# [Problem details]
Take the line with "Target: built-in microwave" as the first line and the last line of the data as the final one. Write out those lines exactly, and no others.
** Record excerpts follows **
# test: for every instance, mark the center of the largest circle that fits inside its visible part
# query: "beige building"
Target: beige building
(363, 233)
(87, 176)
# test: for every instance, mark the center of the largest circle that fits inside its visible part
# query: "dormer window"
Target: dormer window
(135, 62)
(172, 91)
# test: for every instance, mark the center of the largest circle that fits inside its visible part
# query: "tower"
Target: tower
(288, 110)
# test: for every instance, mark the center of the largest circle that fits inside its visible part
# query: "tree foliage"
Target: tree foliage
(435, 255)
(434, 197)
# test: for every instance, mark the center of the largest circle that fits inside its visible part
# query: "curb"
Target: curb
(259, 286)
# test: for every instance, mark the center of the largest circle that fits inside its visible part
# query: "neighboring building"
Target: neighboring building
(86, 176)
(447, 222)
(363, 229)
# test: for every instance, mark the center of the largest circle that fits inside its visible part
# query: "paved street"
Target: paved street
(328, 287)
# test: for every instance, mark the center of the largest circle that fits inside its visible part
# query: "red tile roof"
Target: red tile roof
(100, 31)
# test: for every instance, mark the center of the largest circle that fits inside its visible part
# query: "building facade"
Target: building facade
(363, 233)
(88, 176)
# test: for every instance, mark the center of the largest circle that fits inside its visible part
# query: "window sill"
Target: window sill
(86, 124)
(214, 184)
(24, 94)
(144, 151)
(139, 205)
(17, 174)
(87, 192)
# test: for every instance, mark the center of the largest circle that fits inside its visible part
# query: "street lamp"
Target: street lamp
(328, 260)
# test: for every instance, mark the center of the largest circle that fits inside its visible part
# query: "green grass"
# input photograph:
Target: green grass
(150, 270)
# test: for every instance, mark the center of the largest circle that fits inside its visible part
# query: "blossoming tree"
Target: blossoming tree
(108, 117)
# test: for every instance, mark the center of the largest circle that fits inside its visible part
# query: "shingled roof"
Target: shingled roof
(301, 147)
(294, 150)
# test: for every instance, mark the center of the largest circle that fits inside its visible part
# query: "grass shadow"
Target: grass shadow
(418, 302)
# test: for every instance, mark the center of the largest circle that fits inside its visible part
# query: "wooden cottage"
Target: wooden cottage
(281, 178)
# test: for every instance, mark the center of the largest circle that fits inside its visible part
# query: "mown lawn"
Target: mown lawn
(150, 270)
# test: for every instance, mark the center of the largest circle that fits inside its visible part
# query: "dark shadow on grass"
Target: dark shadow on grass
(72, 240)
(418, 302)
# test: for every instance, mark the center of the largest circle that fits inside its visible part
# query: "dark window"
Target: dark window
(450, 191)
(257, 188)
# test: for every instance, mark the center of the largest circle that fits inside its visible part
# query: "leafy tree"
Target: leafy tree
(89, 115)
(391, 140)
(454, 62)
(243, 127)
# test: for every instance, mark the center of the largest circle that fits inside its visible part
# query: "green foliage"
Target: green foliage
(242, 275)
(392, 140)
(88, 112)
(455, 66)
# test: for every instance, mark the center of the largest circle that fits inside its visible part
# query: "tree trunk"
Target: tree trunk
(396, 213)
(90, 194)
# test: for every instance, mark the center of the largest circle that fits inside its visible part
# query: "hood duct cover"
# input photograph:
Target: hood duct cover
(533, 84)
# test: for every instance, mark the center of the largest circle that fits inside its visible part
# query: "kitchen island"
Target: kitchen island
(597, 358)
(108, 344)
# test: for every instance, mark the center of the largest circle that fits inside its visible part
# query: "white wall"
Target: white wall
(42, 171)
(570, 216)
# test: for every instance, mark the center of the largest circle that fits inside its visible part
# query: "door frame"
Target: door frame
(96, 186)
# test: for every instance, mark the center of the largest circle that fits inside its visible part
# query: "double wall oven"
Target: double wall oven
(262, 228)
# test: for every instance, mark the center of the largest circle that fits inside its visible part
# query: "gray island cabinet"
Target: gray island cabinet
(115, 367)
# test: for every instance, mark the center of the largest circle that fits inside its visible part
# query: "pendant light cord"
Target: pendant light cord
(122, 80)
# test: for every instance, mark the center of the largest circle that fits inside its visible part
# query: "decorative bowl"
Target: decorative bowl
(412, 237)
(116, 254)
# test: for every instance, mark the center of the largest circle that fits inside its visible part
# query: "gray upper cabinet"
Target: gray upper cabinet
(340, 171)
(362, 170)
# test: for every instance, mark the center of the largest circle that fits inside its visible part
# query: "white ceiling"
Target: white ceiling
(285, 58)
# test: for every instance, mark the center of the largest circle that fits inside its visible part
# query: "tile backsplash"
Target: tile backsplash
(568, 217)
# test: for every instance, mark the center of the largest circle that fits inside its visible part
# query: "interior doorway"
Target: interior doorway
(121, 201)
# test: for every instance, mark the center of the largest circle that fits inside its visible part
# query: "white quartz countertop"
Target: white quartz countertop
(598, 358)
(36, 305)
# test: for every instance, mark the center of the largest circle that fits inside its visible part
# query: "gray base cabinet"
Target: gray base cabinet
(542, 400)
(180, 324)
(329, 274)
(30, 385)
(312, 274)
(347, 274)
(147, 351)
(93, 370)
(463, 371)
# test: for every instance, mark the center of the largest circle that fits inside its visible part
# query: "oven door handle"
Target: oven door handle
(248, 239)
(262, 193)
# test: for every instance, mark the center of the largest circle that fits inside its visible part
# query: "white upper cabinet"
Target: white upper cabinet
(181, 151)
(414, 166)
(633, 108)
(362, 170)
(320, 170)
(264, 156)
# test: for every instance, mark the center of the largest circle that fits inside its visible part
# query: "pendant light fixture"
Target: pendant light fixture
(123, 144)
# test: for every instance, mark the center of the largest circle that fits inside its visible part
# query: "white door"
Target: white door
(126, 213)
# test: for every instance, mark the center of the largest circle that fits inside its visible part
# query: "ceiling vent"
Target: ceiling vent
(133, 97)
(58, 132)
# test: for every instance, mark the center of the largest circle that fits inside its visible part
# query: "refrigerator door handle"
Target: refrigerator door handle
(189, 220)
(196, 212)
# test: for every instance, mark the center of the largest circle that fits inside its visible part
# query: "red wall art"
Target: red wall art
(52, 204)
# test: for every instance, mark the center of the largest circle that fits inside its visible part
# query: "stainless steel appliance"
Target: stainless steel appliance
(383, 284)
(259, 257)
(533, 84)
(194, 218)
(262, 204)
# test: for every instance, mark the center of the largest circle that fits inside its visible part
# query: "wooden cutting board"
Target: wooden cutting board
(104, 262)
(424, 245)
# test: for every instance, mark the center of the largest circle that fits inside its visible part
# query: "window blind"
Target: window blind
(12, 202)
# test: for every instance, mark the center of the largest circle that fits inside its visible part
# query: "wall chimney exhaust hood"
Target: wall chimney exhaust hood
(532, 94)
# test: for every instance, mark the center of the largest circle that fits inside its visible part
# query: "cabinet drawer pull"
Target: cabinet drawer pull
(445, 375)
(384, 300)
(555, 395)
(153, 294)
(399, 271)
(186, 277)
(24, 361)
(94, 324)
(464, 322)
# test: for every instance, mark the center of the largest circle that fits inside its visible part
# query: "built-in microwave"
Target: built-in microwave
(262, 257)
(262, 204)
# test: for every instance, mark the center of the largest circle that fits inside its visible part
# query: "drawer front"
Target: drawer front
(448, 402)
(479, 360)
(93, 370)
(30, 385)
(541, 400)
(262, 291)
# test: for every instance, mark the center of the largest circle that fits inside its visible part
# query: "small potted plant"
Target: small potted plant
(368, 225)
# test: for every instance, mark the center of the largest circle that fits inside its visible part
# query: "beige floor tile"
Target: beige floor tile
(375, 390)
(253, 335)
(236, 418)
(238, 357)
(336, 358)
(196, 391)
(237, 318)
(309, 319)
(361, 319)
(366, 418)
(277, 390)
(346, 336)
** End of Record excerpts **
# [Problem solution]
Target: built-in microwave
(262, 257)
(262, 204)
# test: for every instance, mark the center of the largest circle that fits inside its visible part
# query: "drawer front"
Target: drawer front
(448, 402)
(479, 360)
(93, 370)
(30, 385)
(541, 400)
(262, 291)
# test: for every instance, mark the center of the largest circle that fits inside its visible part
# query: "small potted plant"
Target: small potted plant
(368, 225)
# test: for every instance, mark the center of the largest circle that fits inside its visible part
# query: "beige floor tile"
Target: beige floor tile
(375, 390)
(253, 335)
(236, 418)
(238, 357)
(336, 358)
(196, 391)
(237, 318)
(309, 319)
(361, 319)
(366, 418)
(277, 390)
(346, 336)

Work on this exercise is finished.